Written request a: Repeat the part of the interview below starting at "25 Oct 2017" and ending at "little on this?".

[Begin Document]

25 Oct 2017
Bonington Gallery curator Tom Godfrey caught up with Sara MacKillop to discuss her ongoing fascination with objects, images, sculpture and printed matter (and the overlap between all of these things), ahead of the opening of Sara’s solo exhibition, One Room Living:
Tom: I’m interested in this relationship between printed matter and the sculptural form that is prevalent in your practice. It’s something that you explore in both your publications and gallery exhibitions, where tropes are exchanged between these art-forms that challenges associated terms of engagement, i.e; a book is for handling and a sculpture is for looking at. Could you expand a little on this?
Sara: I think the starting point of this is that I am very concerned with presentation and display when encountering images and objects. Therefore, when there is a printed image I am immediately interested in what it is printed on, if there is something on the other side etc. This is maybe something to do with a use of found or altered objects or images of various kinds and looking at the wrong aspect of them – or approaching it in a non-straightforward fashion.
When making a publication I am very concerned in finding the correct format for what I am going to present and in some cases, the publication can be almost all format. As a result, my publications can appear like a mess of stuff – this wasn’t a plan, but I quite like it. Sometimes a publication is presented as a sculpture in an exhibition. The sculptures quite often have a temporary feel, but can also be presented in more than one way or adapted each time they are shown.

[End Document]
[Begin Material provided]

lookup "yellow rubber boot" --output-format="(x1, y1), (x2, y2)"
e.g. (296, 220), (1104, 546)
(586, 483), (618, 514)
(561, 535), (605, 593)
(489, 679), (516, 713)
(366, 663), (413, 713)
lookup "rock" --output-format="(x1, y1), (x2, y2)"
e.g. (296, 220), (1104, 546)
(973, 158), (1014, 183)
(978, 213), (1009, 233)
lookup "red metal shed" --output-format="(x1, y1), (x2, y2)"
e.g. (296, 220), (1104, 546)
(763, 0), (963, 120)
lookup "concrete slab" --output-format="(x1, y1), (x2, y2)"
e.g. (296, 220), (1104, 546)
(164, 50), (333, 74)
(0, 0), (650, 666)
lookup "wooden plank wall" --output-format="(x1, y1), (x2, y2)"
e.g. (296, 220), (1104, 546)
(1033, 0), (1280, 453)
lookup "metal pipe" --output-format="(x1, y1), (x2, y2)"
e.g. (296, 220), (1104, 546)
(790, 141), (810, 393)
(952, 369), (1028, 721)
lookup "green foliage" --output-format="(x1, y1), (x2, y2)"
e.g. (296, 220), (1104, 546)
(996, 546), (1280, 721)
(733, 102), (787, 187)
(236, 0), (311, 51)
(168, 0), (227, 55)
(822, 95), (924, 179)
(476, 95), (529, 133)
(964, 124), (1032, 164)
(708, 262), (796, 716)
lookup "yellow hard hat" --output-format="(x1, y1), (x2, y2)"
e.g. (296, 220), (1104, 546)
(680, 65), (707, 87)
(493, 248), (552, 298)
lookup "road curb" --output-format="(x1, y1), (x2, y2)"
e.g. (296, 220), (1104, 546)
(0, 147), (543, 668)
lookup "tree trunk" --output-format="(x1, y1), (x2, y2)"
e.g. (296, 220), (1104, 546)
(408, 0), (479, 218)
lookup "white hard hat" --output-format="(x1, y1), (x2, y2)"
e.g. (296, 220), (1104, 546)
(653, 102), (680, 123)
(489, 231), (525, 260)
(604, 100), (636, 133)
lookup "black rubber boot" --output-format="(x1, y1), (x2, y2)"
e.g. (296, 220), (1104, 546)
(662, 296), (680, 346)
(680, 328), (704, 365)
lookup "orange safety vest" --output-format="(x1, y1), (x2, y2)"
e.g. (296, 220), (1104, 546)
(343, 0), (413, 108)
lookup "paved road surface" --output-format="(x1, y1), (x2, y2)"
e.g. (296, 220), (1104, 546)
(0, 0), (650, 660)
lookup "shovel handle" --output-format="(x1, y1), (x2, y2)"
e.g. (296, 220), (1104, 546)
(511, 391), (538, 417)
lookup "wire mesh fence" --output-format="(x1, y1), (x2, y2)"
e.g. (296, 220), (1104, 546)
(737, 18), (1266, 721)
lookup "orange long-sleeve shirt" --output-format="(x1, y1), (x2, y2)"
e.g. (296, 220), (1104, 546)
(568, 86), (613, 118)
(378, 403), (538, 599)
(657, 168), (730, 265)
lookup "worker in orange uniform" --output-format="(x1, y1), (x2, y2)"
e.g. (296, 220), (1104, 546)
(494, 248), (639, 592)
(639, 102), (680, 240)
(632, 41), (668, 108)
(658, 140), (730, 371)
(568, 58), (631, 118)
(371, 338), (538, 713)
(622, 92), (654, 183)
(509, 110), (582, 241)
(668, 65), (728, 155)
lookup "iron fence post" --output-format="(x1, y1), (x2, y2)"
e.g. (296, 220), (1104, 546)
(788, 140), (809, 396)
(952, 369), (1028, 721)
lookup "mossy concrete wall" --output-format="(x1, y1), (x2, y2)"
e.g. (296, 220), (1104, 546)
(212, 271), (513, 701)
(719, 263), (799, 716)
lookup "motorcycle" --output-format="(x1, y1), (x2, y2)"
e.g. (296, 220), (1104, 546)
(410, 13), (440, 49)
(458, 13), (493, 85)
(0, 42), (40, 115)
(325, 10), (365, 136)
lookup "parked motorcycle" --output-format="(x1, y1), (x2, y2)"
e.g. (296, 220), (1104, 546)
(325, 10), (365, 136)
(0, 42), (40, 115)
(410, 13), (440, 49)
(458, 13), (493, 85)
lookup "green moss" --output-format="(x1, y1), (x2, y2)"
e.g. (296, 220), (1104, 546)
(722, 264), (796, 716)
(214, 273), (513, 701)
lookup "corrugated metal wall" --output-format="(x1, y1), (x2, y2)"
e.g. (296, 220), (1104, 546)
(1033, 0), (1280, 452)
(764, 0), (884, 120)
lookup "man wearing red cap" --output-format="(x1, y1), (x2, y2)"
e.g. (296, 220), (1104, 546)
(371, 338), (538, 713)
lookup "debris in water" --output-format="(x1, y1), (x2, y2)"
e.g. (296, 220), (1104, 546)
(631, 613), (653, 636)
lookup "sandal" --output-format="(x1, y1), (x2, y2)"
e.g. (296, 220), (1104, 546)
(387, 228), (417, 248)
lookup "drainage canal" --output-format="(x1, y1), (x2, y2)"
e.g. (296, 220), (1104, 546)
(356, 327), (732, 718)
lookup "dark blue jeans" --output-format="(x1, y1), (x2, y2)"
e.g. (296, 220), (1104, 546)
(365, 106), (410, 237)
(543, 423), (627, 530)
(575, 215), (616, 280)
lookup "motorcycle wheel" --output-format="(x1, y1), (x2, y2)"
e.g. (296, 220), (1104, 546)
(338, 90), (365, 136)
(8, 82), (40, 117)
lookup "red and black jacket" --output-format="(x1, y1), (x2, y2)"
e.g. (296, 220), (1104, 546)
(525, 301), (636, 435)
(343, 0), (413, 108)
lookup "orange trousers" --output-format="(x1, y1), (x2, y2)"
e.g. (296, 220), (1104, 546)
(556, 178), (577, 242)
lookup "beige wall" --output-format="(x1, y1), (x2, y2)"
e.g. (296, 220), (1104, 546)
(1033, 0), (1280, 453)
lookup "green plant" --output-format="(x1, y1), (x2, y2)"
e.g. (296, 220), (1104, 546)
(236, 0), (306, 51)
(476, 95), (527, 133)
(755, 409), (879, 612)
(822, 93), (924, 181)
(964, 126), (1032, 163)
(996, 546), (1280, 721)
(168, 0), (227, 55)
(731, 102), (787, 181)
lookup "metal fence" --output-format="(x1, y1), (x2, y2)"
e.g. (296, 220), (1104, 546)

[End Material provided]

Written request b: Please reproduce the lines of the records above, starting at the first line and ending at the line containing "(763, 0), (963, 120)", with both ends included.

Worked solution a:
25 Oct 2017
Bonington Gallery curator Tom Godfrey caught up with Sara MacKillop to discuss her ongoing fascination with objects, images, sculpture and printed matter (and the overlap between all of these things), ahead of the opening of Sara’s solo exhibition, One Room Living:
Tom: I’m interested in this relationship between printed matter and the sculptural form that is prevalent in your practice. It’s something that you explore in both your publications and gallery exhibitions, where tropes are exchanged between these art-forms that challenges associated terms of engagement, i.e; a book is for handling and a sculpture is for looking at. Could you expand a little on this?

Worked solution b:
lookup "yellow rubber boot" --output-format="(x1, y1), (x2, y2)"
e.g. (296, 220), (1104, 546)
(586, 483), (618, 514)
(561, 535), (605, 593)
(489, 679), (516, 713)
(366, 663), (413, 713)
lookup "rock" --output-format="(x1, y1), (x2, y2)"
e.g. (296, 220), (1104, 546)
(973, 158), (1014, 183)
(978, 213), (1009, 233)
lookup "red metal shed" --output-format="(x1, y1), (x2, y2)"
e.g. (296, 220), (1104, 546)
(763, 0), (963, 120)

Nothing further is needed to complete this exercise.